* _The problem_
Could you reproduce every row below with "separate parts" swapped for "disjoint pieces" and nothing else altered?

* _Data extract_

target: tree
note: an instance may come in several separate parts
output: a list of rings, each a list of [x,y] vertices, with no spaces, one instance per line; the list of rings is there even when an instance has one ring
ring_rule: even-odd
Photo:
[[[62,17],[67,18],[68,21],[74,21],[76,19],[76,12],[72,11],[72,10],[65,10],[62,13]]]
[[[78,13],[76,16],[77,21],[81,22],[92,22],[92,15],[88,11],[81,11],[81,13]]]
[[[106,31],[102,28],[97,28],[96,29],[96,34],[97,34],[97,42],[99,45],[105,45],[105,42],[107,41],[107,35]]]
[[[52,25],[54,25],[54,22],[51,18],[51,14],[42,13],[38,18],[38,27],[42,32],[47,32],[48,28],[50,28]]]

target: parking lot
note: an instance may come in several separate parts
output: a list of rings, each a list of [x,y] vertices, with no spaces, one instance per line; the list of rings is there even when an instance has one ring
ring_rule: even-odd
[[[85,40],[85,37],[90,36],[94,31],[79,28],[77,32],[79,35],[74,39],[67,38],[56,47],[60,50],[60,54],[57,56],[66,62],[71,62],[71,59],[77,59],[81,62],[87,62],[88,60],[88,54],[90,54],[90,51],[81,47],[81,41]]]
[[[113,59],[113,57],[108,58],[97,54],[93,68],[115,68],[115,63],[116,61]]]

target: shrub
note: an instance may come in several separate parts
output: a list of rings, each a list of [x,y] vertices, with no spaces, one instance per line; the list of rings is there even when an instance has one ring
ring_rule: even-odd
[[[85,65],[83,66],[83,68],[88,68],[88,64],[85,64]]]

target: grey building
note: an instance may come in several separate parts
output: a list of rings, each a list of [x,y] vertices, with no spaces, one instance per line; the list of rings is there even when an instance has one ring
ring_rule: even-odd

* _Solution to the exercise_
target: tree
note: an instance may come in several disjoint pieces
output: a list of rings, each a list of [x,y] vertices, with no spaces, one instance per line; the list of rings is there even when an instance has one ring
ring_rule: even-odd
Photo:
[[[62,17],[67,18],[68,21],[74,21],[76,19],[76,12],[72,11],[72,10],[65,10],[62,13]]]
[[[78,13],[76,16],[77,21],[81,22],[92,22],[92,15],[88,11],[81,11],[81,13]]]
[[[106,31],[102,28],[97,28],[96,29],[96,34],[97,34],[97,42],[99,45],[105,45],[105,42],[107,41],[107,35]]]
[[[52,25],[54,25],[54,22],[51,18],[51,14],[42,13],[38,18],[38,27],[42,32],[47,32],[48,28],[50,28]]]

target: parking lot
note: an instance may come in several disjoint pieces
output: a list of rings, each a list of [x,y] vertices, with no spaces, one instance per line; the list of rings is there even when an instance has one ring
ring_rule: even-odd
[[[85,40],[85,37],[90,36],[94,31],[79,28],[77,32],[79,35],[74,39],[67,38],[56,47],[60,50],[60,54],[57,56],[66,62],[71,62],[71,59],[77,59],[81,62],[87,62],[88,60],[88,54],[90,54],[90,51],[81,47],[81,41]]]
[[[113,59],[113,57],[108,58],[97,54],[93,68],[115,68],[115,63],[116,61]]]

target: shrub
note: an instance may come in several disjoint pieces
output: a list of rings, each a list of [x,y] vertices, with no spaces, one instance per line; the list of rings is there even when an instance has one ring
ring_rule: even-odd
[[[85,65],[83,66],[83,68],[88,68],[88,64],[85,64]]]

target: grey building
note: an instance may come in several disjoint pieces
output: a list of rings, each a list of [x,y] vertices, with no spaces, one instance per line; the list of rings is there even when an instance has one ring
ring_rule: even-odd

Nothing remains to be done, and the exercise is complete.